Find where "GET /detect?query=dark brown face" appears in the entries below. That line and all lines after it, through the last, are to be duplicated exactly, with nothing else.

→ Saved entries
━━━━━━━━━━

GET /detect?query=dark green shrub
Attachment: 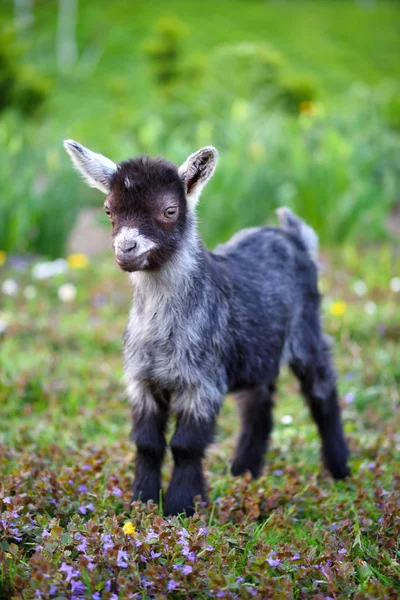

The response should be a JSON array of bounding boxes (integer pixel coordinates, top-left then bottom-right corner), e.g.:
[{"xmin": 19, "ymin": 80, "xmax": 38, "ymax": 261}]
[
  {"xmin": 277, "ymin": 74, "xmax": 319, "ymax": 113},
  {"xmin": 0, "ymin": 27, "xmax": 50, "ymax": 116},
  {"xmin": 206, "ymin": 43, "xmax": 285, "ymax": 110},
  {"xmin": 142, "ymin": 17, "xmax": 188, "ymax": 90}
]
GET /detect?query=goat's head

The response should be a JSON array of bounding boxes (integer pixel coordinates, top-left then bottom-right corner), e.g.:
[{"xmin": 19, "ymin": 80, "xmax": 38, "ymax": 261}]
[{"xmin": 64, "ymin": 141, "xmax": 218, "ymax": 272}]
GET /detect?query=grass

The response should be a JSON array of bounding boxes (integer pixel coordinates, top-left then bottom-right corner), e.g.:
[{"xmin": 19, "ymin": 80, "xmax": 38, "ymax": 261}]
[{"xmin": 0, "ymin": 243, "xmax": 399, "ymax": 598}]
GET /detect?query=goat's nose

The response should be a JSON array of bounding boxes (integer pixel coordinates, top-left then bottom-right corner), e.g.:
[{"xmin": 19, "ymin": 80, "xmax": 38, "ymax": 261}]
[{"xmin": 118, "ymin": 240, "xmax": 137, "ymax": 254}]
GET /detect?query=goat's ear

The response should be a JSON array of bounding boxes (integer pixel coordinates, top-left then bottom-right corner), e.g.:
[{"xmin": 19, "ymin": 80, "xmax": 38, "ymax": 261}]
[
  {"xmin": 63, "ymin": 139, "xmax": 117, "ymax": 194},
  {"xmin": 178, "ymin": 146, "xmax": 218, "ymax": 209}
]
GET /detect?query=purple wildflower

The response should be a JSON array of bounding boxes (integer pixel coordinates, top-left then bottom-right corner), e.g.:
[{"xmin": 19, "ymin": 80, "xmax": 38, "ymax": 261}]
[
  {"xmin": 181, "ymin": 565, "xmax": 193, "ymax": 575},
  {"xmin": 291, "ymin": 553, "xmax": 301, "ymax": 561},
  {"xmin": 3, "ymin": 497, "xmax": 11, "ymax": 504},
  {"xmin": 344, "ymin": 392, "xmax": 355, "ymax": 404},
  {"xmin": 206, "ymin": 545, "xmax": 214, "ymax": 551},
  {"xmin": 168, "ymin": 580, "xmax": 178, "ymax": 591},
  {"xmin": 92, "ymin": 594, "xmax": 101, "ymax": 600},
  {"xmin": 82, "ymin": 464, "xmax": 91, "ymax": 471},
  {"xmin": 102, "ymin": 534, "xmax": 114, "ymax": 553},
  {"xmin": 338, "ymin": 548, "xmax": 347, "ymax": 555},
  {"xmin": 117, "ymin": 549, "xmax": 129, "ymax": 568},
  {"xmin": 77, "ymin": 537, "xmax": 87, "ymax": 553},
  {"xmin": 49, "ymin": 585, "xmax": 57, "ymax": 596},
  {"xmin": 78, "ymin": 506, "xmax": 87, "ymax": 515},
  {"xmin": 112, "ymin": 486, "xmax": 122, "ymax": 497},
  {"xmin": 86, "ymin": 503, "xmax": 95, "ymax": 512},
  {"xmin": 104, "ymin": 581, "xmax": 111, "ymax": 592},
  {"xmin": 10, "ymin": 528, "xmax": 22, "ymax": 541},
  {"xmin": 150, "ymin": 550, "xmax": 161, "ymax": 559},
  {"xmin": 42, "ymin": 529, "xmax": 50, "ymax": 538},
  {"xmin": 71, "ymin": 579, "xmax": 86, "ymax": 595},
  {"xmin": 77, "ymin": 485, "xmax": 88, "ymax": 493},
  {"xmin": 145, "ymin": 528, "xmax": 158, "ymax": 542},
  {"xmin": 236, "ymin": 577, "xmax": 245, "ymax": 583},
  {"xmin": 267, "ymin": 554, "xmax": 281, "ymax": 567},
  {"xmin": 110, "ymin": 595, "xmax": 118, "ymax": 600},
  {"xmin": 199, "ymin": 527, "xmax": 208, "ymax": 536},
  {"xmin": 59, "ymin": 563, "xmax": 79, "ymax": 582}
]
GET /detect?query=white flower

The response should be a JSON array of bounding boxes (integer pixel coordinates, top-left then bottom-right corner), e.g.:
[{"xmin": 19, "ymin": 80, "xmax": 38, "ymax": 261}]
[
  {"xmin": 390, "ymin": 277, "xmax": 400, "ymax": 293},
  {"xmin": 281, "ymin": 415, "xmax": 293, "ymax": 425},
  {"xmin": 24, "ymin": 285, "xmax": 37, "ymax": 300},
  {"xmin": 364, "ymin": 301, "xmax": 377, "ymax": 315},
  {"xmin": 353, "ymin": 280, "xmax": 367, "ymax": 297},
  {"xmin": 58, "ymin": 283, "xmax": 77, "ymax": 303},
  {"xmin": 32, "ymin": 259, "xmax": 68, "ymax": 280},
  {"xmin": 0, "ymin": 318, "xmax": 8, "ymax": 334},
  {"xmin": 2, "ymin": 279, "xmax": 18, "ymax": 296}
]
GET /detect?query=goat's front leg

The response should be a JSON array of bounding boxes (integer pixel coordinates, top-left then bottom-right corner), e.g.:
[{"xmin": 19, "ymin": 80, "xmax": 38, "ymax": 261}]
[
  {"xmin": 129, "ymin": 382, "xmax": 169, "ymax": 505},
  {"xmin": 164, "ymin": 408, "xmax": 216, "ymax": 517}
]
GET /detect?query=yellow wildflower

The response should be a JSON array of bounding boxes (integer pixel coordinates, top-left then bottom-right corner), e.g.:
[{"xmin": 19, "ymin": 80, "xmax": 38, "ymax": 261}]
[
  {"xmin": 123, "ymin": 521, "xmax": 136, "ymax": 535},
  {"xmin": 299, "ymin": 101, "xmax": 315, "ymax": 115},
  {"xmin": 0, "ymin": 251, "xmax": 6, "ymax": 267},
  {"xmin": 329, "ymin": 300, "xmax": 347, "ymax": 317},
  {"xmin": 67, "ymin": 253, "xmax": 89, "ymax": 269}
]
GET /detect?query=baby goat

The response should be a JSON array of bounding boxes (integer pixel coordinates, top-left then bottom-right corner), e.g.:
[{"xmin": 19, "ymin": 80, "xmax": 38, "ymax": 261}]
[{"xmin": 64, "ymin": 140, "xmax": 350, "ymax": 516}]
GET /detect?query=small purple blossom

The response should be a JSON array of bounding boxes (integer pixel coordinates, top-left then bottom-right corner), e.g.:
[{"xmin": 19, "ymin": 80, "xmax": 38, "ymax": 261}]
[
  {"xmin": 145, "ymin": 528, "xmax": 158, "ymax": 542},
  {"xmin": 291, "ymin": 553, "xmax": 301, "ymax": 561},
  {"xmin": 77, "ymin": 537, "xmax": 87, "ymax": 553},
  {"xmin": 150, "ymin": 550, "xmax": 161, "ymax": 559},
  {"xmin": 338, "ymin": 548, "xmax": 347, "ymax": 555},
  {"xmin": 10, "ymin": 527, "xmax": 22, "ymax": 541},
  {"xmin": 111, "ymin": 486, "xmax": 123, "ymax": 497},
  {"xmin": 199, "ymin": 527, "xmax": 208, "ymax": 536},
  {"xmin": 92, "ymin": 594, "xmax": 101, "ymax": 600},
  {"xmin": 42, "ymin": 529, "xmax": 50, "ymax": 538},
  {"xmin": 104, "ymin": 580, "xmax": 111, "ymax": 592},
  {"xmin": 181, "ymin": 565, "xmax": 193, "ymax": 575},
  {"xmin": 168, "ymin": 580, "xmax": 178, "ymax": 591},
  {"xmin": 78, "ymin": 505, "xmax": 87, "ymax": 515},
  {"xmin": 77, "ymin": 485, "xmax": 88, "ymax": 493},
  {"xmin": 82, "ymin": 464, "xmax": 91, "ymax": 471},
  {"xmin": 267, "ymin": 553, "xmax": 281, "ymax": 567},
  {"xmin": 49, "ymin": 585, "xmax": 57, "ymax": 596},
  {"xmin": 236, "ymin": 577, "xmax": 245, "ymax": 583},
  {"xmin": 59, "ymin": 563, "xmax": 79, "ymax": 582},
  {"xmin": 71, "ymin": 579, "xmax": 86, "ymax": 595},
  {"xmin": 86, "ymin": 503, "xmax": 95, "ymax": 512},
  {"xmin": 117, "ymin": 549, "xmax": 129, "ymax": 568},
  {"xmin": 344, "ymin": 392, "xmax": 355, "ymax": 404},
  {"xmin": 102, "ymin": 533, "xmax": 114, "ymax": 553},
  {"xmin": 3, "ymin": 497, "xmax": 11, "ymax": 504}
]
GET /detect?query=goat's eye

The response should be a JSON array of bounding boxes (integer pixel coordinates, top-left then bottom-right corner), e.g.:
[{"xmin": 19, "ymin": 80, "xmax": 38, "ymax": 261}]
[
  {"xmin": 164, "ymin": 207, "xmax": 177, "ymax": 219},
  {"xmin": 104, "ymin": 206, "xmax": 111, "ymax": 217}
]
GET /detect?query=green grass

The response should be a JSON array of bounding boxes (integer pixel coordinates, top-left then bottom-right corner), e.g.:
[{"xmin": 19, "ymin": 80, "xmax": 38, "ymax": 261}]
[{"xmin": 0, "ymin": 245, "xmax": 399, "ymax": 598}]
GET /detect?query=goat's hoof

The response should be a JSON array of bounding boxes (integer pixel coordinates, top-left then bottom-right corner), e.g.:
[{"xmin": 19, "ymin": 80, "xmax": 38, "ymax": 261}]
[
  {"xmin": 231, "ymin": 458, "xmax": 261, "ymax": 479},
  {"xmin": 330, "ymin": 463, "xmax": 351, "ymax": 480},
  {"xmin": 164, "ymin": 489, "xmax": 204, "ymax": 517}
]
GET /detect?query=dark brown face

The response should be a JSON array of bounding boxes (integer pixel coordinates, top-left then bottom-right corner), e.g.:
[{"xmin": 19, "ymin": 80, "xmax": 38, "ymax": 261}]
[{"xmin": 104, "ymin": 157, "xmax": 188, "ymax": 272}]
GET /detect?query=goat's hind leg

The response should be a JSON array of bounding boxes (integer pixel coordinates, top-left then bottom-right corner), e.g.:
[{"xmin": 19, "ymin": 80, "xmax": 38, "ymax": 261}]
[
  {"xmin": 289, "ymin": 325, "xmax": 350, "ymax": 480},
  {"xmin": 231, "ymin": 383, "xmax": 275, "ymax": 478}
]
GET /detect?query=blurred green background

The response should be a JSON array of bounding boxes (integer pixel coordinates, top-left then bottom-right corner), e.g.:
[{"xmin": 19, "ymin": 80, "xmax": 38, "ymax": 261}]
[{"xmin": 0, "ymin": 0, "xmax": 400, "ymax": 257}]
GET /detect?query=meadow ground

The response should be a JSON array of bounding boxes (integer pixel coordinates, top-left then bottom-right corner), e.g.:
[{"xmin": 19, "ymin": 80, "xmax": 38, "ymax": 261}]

━━━━━━━━━━

→ SOLUTION TO THE PROBLEM
GET /detect?query=dark brown face

The response should be a JSON array of bounding boxes (integer pixel coordinates, top-left then bottom-right corner), e.g.:
[{"xmin": 19, "ymin": 80, "xmax": 38, "ymax": 261}]
[{"xmin": 104, "ymin": 157, "xmax": 188, "ymax": 272}]
GET /detect?query=goat's hind leg

The response should be a JSON array of bounding boxes (integer pixel coordinates, top-left then bottom-right corner), e.g.:
[{"xmin": 19, "ymin": 80, "xmax": 38, "ymax": 261}]
[
  {"xmin": 289, "ymin": 325, "xmax": 350, "ymax": 480},
  {"xmin": 231, "ymin": 383, "xmax": 275, "ymax": 478}
]
GET /detect?query=blurred green background

The response should be a JSON array of bounding boxes (integer pixel coordinates, top-left then bottom-right corner), e.g.:
[{"xmin": 19, "ymin": 80, "xmax": 38, "ymax": 261}]
[{"xmin": 0, "ymin": 0, "xmax": 400, "ymax": 257}]
GET /detect?query=meadow ground

The response should be a JSON array of bounding boxes (integer pixel coordinates, top-left then bottom-right corner), e.g.:
[{"xmin": 19, "ymin": 80, "xmax": 38, "ymax": 261}]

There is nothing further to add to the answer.